** START Passage given **
I think my views need no philosophical leaps of faith. They are all based on unambiguous observable data. To me there is no supernatural realm because there is no evidence for one. What I believe has nothing to do with the evidence but is formed by it. I have looked at belief both within myself and in others and find myriad material reasons for its manifestation, none of them are supernatural and indeed can all be explained as personal and cultural artifice. And contrary to the freedom of mind I seek.

Simone wasn't anorexic. She had this need to put herself into the position of the oppressed in order to experientially understand it. This separates her from many in philosophy since she wasn't a teacher sitting in a university pontificating nor dressed in garb in a church with a full belly condemning others. She had to live her philosophy since her goal was "understanding." She wrote:

"Human beings are so made that the ones who do the crushing feel nothing; it is the person crushed who feels what is happening. Unless one has placed oneself on the side of the oppressed, to feel with them, one cannot understand."

Denying herself food was just allowing her to remember world hunger. At five years old she was reading the paper to her parents and became more aware of the war and the plight of the French soldiers so if they were on survival rations she did the same. World hunger remained so she continued in this way. It doesn't make sense to us since we don't invite such experiential evidence of the human condition. We'd rather discuss it and further it through our moral ignorance and buck passing.

All we can do is honestly admit that we don't have experiential evidence as to the results of the human condition so we cannot know if her transition from Communism to her experience with the Christ was genuine. She leaves us with questions

We need the influence of people like this. She makes me feel like sh-t yet I would gladly say thank you and hold open a door for her if she were alive today. Her purity and dedication reveal my weakness. Sometimes a man needs a good woman to kick him in his psychological ass.

Yet if some pontificating politician, secular religious, or New Age advocate proclaims the human condition, it is annoying because I sense their hypocrisy and fantasy. Yet with her there is nothing to grumble about. She is expressing what needs to be expressed through the humility of experience so I appreciate it though hardly ego inflating.

What surprises and encourages me is that this person all of a sudden strikes a chord in more and more people promoting sincere dialogue for those who can tolerate such ego deflation. Consider this trailer to a documentary by Julia Haslett:

YouTube - An Interview with Simone Weil: trailer

She makes documentaries and wonders how the necessary quality of attention necessary for a good documentary relates also to experiencing the human condition. Lacking this quality of attention and going with the flow just keeps us in Plato's cave.

Julia Haslett has felt an important question we avoid like the plague which is opening to reality as opposed to continued self justification, fantasy, and condemnation.

So regardless of what names she is called, she has unintentionally given something important to the world that may be of great value for the future if her purity inspires us to admit our psychological weakness in relation to human potential.

We don't understand what we call supernatural and can either close off or be open to what the heart is attracted to. Somehow her purity lessens resistance. How can I be defensive in the presence of one so completely open and dedicated to experiential truth who at the same time dwarfs me with both her intellect and quality of heart?

I do see this humility as a solid foundation for whatever path one is on at present
 
Any legit religion that begins with a non-illusory foundation. The underlying question is how we treat nothing? As usual Simone cannot be read by those into feel good political correctness, but for those with the stomach for it, she reveals a great deal here.
** END Passage given **
# Tasks:
A. Rewrite the part of the post about Simone Weil that opens with the words containing "She makes documentaries" and closes with "fantasy, and condemnation.", changing "quality of attention" to "depth of focus".
B. List every kind of person who, according to the post about Simone Weil, annoys the writer by proclaiming the human condition.
The records are not needed here.
** START Information shown **
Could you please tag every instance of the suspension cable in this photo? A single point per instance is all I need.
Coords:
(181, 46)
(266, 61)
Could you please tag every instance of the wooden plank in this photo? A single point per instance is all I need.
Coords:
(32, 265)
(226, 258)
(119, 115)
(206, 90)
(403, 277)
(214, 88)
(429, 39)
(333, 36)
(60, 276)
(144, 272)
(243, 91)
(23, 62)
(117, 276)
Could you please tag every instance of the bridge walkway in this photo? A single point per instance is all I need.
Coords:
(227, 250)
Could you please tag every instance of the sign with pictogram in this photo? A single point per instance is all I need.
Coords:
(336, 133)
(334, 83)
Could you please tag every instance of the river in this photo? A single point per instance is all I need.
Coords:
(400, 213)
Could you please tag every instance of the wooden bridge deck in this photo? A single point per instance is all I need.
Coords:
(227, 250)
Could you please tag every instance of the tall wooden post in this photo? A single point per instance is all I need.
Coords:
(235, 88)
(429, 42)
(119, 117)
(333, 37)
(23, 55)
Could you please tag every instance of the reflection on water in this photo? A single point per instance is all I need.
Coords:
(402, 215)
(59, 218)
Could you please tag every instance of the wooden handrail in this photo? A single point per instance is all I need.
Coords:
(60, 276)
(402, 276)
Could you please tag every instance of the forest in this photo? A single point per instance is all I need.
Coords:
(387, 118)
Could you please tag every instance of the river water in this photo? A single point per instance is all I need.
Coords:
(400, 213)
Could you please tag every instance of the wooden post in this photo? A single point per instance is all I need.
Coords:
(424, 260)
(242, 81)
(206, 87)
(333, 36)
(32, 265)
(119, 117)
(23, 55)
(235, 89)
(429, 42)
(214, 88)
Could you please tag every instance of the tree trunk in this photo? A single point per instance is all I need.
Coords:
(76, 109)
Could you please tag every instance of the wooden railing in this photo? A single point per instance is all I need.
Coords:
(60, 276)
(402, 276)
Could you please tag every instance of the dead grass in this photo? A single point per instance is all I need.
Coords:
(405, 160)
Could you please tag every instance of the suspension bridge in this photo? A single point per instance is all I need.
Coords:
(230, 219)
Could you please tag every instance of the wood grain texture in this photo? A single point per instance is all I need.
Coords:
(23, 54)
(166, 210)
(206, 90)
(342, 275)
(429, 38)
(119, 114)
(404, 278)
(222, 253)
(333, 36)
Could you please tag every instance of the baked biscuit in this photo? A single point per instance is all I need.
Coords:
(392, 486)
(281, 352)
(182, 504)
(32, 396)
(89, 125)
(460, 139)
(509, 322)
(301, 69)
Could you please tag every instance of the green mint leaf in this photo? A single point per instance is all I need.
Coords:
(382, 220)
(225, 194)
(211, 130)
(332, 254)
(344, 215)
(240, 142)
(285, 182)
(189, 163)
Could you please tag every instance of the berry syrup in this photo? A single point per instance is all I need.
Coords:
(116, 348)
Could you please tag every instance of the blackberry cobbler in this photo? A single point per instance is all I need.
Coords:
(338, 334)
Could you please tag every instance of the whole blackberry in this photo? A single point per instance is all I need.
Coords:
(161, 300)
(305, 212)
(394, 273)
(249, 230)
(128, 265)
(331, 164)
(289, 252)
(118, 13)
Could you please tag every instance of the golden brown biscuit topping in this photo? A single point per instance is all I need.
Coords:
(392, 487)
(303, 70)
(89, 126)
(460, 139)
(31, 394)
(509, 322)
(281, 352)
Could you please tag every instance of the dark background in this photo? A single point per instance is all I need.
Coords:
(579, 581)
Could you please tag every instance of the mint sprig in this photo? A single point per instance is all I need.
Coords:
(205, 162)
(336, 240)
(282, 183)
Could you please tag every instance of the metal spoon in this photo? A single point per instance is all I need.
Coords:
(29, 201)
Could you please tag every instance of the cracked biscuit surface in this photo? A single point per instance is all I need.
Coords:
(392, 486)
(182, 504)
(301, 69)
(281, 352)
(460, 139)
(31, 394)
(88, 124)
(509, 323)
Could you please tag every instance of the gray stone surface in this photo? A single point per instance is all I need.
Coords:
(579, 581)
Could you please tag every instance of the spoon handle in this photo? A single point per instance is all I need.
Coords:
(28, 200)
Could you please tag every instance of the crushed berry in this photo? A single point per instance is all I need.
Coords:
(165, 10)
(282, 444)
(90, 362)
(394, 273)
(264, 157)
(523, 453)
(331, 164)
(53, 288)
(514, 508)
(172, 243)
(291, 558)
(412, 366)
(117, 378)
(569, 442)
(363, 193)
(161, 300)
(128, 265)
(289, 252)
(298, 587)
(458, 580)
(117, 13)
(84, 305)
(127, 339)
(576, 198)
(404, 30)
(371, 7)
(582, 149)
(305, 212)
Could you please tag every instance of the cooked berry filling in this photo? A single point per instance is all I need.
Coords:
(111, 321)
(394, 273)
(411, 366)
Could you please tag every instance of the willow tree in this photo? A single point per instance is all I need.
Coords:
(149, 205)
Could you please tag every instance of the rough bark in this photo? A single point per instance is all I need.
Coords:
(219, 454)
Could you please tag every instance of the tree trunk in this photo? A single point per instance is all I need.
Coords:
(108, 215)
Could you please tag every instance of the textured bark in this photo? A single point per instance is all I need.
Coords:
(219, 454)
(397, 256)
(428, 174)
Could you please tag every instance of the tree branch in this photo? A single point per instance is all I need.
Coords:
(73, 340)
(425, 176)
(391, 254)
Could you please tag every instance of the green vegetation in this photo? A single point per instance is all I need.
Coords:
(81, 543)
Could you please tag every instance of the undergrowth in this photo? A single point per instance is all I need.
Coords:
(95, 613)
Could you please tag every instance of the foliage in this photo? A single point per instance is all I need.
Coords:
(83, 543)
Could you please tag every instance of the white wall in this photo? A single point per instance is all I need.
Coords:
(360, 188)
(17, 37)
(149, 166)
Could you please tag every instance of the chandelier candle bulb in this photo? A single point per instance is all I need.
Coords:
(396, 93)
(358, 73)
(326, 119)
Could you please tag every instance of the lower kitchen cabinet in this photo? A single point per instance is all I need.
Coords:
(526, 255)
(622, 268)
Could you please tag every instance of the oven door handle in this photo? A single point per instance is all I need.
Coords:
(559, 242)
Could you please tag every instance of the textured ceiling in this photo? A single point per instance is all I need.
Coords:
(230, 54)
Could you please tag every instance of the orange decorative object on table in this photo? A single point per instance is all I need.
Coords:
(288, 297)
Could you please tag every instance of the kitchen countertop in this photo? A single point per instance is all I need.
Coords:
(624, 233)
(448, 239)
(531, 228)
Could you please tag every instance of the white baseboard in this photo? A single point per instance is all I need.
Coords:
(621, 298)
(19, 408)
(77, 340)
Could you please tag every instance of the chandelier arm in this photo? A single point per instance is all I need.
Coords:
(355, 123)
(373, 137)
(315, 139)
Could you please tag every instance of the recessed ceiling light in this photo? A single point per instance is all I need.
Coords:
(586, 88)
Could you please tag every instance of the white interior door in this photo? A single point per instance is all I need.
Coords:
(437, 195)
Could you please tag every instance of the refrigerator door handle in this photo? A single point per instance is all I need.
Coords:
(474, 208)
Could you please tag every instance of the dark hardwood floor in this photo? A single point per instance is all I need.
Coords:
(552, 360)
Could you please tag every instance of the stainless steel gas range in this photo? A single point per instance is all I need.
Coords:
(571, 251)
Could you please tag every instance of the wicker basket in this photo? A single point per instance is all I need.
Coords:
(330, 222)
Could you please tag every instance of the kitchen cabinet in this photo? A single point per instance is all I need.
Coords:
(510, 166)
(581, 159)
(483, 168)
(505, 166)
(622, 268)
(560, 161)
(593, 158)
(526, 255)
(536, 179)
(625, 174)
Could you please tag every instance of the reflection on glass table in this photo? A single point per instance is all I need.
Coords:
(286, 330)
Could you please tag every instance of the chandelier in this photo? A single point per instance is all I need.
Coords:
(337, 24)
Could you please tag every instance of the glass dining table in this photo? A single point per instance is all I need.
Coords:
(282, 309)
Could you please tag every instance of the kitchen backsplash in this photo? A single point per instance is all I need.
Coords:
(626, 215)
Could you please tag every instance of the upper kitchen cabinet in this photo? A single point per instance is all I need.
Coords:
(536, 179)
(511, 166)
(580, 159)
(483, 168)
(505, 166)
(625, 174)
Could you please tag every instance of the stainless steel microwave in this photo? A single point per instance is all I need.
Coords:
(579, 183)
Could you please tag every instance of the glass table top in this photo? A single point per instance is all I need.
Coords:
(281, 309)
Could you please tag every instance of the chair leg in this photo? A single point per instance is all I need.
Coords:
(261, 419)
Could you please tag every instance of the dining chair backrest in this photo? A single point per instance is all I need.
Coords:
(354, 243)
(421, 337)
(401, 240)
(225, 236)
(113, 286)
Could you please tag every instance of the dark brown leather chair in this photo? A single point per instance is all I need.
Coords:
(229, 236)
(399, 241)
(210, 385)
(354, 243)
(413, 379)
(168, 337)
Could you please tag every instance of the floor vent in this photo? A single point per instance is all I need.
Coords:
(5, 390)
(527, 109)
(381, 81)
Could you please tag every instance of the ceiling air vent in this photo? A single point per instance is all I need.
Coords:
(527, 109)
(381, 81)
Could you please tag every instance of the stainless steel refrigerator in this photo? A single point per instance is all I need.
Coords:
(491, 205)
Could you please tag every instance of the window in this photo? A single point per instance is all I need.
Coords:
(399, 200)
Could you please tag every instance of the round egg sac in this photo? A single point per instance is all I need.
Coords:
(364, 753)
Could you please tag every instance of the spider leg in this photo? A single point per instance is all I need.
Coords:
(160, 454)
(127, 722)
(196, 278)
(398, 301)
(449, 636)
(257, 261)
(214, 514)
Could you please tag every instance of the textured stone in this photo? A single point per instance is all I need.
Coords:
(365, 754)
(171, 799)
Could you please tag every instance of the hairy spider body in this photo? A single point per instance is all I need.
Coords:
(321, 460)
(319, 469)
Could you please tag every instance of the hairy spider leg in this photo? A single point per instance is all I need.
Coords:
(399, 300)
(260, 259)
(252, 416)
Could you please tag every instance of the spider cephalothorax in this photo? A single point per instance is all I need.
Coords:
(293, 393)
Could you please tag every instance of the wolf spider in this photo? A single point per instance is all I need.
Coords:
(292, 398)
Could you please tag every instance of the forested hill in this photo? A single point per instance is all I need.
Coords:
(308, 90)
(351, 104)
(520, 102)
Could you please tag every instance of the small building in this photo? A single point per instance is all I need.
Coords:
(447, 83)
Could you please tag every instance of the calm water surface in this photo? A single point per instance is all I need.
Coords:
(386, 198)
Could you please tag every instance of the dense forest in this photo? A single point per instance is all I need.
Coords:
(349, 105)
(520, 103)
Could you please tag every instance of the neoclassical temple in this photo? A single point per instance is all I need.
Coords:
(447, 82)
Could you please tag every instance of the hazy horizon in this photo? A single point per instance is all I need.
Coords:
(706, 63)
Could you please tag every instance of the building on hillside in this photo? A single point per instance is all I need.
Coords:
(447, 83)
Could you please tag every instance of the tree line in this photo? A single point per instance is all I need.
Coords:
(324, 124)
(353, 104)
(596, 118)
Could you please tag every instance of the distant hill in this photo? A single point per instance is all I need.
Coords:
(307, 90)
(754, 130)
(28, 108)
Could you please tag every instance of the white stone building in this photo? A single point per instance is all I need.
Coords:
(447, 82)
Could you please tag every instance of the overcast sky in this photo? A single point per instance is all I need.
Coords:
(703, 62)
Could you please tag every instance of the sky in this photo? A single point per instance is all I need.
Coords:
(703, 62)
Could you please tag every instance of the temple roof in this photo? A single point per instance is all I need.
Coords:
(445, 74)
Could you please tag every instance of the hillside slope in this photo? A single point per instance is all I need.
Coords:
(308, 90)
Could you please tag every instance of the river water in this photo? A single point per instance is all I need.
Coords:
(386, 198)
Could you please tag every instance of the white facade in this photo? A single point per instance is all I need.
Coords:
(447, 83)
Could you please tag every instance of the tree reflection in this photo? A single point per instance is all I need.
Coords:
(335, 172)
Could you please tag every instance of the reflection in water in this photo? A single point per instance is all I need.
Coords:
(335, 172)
** END Information shown **
# Responses per task:
A.
She makes documentaries and wonders how the necessary depth of focus necessary for a good documentary relates also to experiencing the human condition. Lacking this depth of focus and going with the flow just keeps us in Plato's cave.

Julia Haslett has felt an important question we avoid like the plague which is opening to reality as opposed to continued self justification, fantasy, and condemnation.

B.
- A pontificating politician
- Secular religious
- A New Age advocate